## Exercise directions
Copy every record word for word. Pictures are not part of the copy.

[Opening Records supplied section]

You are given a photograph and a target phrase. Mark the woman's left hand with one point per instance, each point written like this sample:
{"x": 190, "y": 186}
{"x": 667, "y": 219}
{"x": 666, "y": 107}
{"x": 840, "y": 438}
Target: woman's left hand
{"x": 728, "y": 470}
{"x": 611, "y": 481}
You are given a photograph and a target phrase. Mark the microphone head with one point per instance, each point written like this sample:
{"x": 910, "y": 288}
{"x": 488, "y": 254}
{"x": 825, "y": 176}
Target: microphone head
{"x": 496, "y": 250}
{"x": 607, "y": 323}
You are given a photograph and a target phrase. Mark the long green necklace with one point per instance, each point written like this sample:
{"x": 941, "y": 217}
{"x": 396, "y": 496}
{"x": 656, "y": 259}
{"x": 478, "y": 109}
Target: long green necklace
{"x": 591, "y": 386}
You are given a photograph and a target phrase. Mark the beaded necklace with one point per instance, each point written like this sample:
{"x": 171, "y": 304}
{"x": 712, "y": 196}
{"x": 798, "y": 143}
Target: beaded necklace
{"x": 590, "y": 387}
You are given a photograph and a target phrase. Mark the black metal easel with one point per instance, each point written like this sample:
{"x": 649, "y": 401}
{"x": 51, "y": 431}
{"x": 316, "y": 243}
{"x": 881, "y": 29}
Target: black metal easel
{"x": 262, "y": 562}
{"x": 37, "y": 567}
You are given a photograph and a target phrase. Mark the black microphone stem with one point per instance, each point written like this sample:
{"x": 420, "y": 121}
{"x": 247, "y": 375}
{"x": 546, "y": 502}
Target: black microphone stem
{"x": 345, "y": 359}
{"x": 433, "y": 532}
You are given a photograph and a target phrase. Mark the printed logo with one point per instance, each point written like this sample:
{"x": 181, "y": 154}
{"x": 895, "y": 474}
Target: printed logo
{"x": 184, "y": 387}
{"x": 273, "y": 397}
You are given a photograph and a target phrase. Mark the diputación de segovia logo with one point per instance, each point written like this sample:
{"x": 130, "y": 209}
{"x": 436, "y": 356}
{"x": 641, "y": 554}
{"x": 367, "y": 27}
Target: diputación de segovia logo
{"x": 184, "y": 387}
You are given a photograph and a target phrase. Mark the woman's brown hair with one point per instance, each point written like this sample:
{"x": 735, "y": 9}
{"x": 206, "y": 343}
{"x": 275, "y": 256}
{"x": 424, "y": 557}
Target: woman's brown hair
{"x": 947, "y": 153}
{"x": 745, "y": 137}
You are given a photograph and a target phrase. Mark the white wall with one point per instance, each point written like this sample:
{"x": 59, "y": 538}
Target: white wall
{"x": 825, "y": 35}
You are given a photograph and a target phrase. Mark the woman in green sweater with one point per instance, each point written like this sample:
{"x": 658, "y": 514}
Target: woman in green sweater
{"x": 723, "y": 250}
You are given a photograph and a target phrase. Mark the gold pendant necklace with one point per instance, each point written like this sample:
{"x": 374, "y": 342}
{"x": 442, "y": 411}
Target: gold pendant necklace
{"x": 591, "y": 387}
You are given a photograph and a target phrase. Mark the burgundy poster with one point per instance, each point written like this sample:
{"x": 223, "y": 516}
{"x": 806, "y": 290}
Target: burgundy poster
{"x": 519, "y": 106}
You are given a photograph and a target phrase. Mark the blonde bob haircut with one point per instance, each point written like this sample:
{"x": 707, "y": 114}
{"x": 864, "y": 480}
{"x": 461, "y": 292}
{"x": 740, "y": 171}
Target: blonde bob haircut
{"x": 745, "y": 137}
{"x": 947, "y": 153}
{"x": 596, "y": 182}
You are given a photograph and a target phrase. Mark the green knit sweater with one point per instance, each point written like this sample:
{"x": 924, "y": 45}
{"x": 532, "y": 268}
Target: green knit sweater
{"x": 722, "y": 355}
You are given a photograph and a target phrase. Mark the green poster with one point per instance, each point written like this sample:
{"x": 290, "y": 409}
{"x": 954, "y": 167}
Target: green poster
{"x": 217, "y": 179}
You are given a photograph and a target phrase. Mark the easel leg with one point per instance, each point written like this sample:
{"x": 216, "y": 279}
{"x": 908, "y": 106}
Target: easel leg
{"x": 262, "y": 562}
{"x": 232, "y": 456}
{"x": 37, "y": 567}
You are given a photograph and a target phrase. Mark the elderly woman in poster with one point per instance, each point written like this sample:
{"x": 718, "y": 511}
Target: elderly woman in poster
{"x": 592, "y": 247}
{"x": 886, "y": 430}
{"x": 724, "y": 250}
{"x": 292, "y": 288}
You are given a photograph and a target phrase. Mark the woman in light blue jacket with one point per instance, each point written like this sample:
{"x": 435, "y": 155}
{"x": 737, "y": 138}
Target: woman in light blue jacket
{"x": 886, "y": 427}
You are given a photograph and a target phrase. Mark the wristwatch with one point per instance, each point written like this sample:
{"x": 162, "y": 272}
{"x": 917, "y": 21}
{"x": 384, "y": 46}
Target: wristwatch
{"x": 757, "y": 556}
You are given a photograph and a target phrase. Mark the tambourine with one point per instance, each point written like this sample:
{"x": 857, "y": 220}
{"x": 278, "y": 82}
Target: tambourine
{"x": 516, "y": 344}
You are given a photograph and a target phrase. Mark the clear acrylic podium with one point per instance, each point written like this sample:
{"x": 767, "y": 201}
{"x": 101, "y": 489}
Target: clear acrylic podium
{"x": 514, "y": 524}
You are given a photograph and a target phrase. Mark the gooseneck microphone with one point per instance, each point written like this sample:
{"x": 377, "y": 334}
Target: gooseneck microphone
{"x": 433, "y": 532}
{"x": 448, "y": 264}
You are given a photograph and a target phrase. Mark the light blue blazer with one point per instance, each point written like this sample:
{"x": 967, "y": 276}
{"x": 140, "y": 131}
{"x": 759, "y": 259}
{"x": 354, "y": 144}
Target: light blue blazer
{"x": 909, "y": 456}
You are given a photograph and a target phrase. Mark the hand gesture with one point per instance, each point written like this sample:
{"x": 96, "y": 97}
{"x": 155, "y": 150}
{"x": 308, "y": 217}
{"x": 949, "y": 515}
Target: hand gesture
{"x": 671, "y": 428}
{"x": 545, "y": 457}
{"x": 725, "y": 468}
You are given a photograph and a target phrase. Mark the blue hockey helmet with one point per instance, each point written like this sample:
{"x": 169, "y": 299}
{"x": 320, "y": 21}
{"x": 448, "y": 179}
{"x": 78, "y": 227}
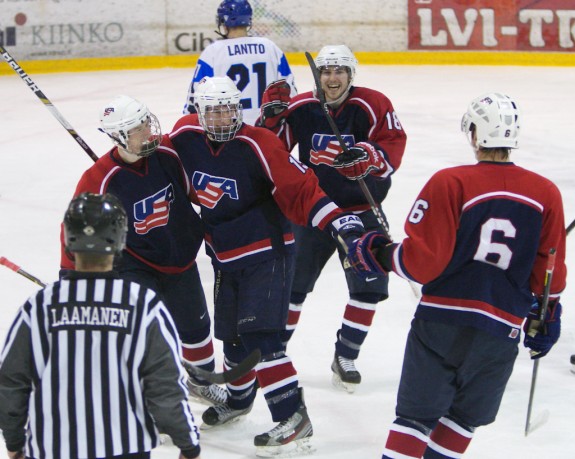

[Closing Records supplied section]

## Result of this task
You are given a photograph and a target phrase. Mark the woman's left hand with one point per instance, each point written like this sample:
{"x": 190, "y": 186}
{"x": 667, "y": 219}
{"x": 666, "y": 107}
{"x": 840, "y": 438}
Target: woman's left hand
{"x": 728, "y": 470}
{"x": 611, "y": 481}
You are given a photograph and a target phrase. Mark the microphone head with one point per instance, each point written like this sample:
{"x": 910, "y": 288}
{"x": 488, "y": 254}
{"x": 825, "y": 176}
Target: microphone head
{"x": 496, "y": 250}
{"x": 607, "y": 323}
You are given a photograph and a target phrase. Mark the long green necklace with one point per instance, each point written like this sample:
{"x": 941, "y": 217}
{"x": 396, "y": 496}
{"x": 656, "y": 259}
{"x": 478, "y": 109}
Target: long green necklace
{"x": 591, "y": 386}
You are given a photograph and a target phrase. Mark the beaded necklace with one point per instance, each point written like this sample:
{"x": 171, "y": 304}
{"x": 712, "y": 196}
{"x": 798, "y": 143}
Target: beaded necklace
{"x": 590, "y": 387}
You are given a photograph and a target phrase. Mark the black metal easel with one point per instance, each point written like this sample:
{"x": 649, "y": 401}
{"x": 51, "y": 431}
{"x": 316, "y": 243}
{"x": 881, "y": 29}
Target: black metal easel
{"x": 262, "y": 562}
{"x": 37, "y": 567}
You are given a photograph and a target phrase. Mark the black microphone stem with one point per instance, each point written like this sample:
{"x": 420, "y": 121}
{"x": 247, "y": 375}
{"x": 546, "y": 502}
Target: black microphone stem
{"x": 345, "y": 359}
{"x": 433, "y": 532}
You are given a photograph and a target phrase. Mark the printed logo with one point per instance, each point written like this sample:
{"x": 181, "y": 154}
{"x": 895, "y": 474}
Target: printed logo
{"x": 184, "y": 387}
{"x": 273, "y": 397}
You are given a photograph and a target phrase. Mark the diputación de segovia logo with one point per instance, each point written like this sample:
{"x": 130, "y": 209}
{"x": 436, "y": 356}
{"x": 641, "y": 554}
{"x": 367, "y": 27}
Target: diputación de segovia logo
{"x": 184, "y": 387}
You are given a photograph and a target phrase. Mark the woman's brown hair with one point per instance, each point written like this sample:
{"x": 735, "y": 9}
{"x": 206, "y": 343}
{"x": 275, "y": 256}
{"x": 424, "y": 557}
Target: woman's brown hair
{"x": 947, "y": 153}
{"x": 745, "y": 137}
You are given a photograph and a target phrase. Mark the white wall with one point per instance, each point written like this sample:
{"x": 59, "y": 538}
Target: white wall
{"x": 825, "y": 35}
You are given a photograph and a target phrase. Mark the woman in green sweater with one point per instance, each point written like this sample:
{"x": 658, "y": 514}
Target: woman in green sweater
{"x": 723, "y": 250}
You are given a photograph and a target phrase. Mark the gold pendant necklace with one point per instance, each point written like this sample:
{"x": 374, "y": 342}
{"x": 442, "y": 411}
Target: gold pendant necklace
{"x": 591, "y": 387}
You are given a photograph and a target phrase. Mark the burgundy poster with one point per instance, each point written like this sample:
{"x": 223, "y": 516}
{"x": 806, "y": 290}
Target: burgundy poster
{"x": 519, "y": 106}
You are given a photograph and a target phrase. Mark the blonde bob haircut with one point per instance, each point written like this sample:
{"x": 707, "y": 114}
{"x": 864, "y": 480}
{"x": 461, "y": 292}
{"x": 740, "y": 171}
Target: blonde bob haircut
{"x": 745, "y": 137}
{"x": 947, "y": 153}
{"x": 596, "y": 182}
You are given a photograph and a target phrase. Mark the green knit sweater with one point per instance, each point written like this sample:
{"x": 924, "y": 45}
{"x": 532, "y": 268}
Target: green knit sweater
{"x": 722, "y": 355}
You are given a photograph and a target phrase. Mark the green poster with one point per instance, each point written like this sample:
{"x": 290, "y": 409}
{"x": 954, "y": 167}
Target: green poster
{"x": 217, "y": 179}
You are given a photograph and a target phrase. Mark the easel leg with one point per instance, each point written like this sample:
{"x": 216, "y": 279}
{"x": 908, "y": 106}
Target: easel leg
{"x": 262, "y": 562}
{"x": 232, "y": 456}
{"x": 37, "y": 567}
You are given a photograph and a target phrase. Mark the elderly woman in poster with one point per instance, each point written like this sample:
{"x": 718, "y": 511}
Target: elderly woman in poster
{"x": 592, "y": 247}
{"x": 886, "y": 430}
{"x": 724, "y": 250}
{"x": 292, "y": 288}
You are given a photograph and a target phrase. Mark the woman in light blue jacket with one point per instance, each point written like this sample:
{"x": 435, "y": 155}
{"x": 737, "y": 138}
Target: woman in light blue jacket
{"x": 886, "y": 427}
You are given a photograph and a target phrase. Mark the wristwatch with one point per instance, each point written like this sample:
{"x": 162, "y": 272}
{"x": 917, "y": 21}
{"x": 384, "y": 46}
Target: wristwatch
{"x": 757, "y": 556}
You are given a photograph and a target phrase. Mark the tambourine with one point per instance, each point written like this sample:
{"x": 857, "y": 220}
{"x": 278, "y": 82}
Target: tambourine
{"x": 516, "y": 344}
You are given a photograph and a target phrase. Mark the clear acrylic podium with one point per instance, each point written like this sample:
{"x": 767, "y": 201}
{"x": 101, "y": 489}
Target: clear acrylic podium
{"x": 514, "y": 524}
You are given a photograph and a target phrase. Mark the gooseneck microphone with one point per instance, each point written like this sample:
{"x": 377, "y": 334}
Target: gooseneck microphone
{"x": 433, "y": 532}
{"x": 448, "y": 264}
You are given a photograph and a target phrase. Mark the light blue blazer with one point per instance, each point written like this sample:
{"x": 967, "y": 276}
{"x": 140, "y": 131}
{"x": 759, "y": 259}
{"x": 354, "y": 144}
Target: light blue blazer
{"x": 909, "y": 456}
You are given a photograph and a target phrase. Mark the hand gesture with one point per instance, each point written like this sample:
{"x": 96, "y": 97}
{"x": 155, "y": 150}
{"x": 308, "y": 217}
{"x": 949, "y": 515}
Target: hand gesture
{"x": 671, "y": 428}
{"x": 545, "y": 457}
{"x": 725, "y": 468}
You are given a photograph and a target phrase. Mark the blue hockey helmet with one point per instance, each point written like this sample:
{"x": 169, "y": 299}
{"x": 320, "y": 21}
{"x": 448, "y": 179}
{"x": 78, "y": 227}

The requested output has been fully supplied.